Text under study →
LAST WILDEST PLACE is a decade-plus-long, ongoing project based on a simple fact: The Amazon Matters. At over a billion acres, the Amazon Basin is bigger than the next two largest tropical forests combined. It alone accounts for half the planet’s remaining rainforest, 30% of all terrestrial species, 20% of our world’s freshwater, and 20% of the global oxygen. It provides climate stability for the entire planet and the carbon stored in its forests— and released by its deforestation— affects us all.

Dataset records →
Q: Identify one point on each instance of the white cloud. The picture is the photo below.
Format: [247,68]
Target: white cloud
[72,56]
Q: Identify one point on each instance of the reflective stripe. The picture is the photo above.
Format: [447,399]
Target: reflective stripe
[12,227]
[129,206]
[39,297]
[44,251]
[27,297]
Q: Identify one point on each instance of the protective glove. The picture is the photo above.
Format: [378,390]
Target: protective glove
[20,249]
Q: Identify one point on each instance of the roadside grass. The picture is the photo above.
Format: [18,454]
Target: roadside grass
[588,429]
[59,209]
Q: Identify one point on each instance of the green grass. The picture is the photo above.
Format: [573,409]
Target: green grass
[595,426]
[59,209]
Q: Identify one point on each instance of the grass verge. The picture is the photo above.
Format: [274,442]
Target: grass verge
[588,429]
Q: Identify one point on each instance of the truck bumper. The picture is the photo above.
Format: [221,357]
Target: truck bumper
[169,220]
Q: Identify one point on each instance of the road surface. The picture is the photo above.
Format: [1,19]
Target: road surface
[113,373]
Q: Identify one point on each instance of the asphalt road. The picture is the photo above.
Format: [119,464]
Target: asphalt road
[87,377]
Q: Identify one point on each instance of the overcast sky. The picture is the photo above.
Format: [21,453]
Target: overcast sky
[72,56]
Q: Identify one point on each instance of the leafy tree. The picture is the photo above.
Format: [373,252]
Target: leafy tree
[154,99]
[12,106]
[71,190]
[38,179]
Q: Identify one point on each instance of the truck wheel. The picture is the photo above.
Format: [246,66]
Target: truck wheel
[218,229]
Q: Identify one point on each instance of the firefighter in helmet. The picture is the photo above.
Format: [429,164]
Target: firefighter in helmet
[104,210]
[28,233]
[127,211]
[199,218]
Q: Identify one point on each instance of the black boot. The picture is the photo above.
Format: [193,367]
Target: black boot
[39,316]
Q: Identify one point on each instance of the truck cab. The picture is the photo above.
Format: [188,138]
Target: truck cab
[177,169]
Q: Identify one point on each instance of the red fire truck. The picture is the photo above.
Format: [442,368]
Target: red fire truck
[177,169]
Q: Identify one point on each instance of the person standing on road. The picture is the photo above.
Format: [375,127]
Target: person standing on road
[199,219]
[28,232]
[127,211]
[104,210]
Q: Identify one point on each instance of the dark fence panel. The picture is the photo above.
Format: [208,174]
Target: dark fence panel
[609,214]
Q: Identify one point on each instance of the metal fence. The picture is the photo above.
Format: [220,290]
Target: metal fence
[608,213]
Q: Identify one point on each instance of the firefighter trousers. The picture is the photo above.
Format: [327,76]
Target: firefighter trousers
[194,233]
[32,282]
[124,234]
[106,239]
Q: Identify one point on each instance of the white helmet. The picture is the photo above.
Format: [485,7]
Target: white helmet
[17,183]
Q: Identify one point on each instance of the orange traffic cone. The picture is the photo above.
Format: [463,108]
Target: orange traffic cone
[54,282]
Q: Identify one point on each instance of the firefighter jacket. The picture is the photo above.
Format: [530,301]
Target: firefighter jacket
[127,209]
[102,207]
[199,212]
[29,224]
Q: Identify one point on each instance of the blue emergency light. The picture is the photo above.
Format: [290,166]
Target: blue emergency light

Task objective →
Please write the next part of the passage on the LAST WILDEST PLACE Amazon project, picking up right after its final sentence.

Your response →
Within the Amazon, the Purús/Manu region in southeastern Peru is one of the most remote and inaccessible, where still-intact and uniquely biodiverse ecosystems provide sustenance for settled indigenous communities and is home to perhaps the highest concentration of isolated “uncontacted” tribes on Earth. While still largely undeveloped, this last wildest place is increasingly threatened by logging, illegal and unregulated gold mining (Peru is the largest gold producer in South America and in the top ten globally), coca farms and processing (for cocaine), land trafficking, oil and gas development, cattle grazing, agricultural expansion, Christian missionaries, pharmaceutical exploitation, extreme fires and drought, and the legal and illegal road construction projects that open access to previously inaccessible forests with devastating— often irrevocable— impacts on the ecosystems and all who depend on them.
I first visited the Upper Amazon in 2013 and have returned many times spending more than a year in total in the jungle. The pandemic, which limited legitimate expeditions as well as enforcement patrols, left the region especially vulnerable to increased illegal activity. As we have emerged from this restrictive dynamic and now into the reality of an increasingly uncertain and unstable socio-political global environment, the extent of new unregulated and illegal activities in this unique ecosystem makes raising awareness more critical than ever.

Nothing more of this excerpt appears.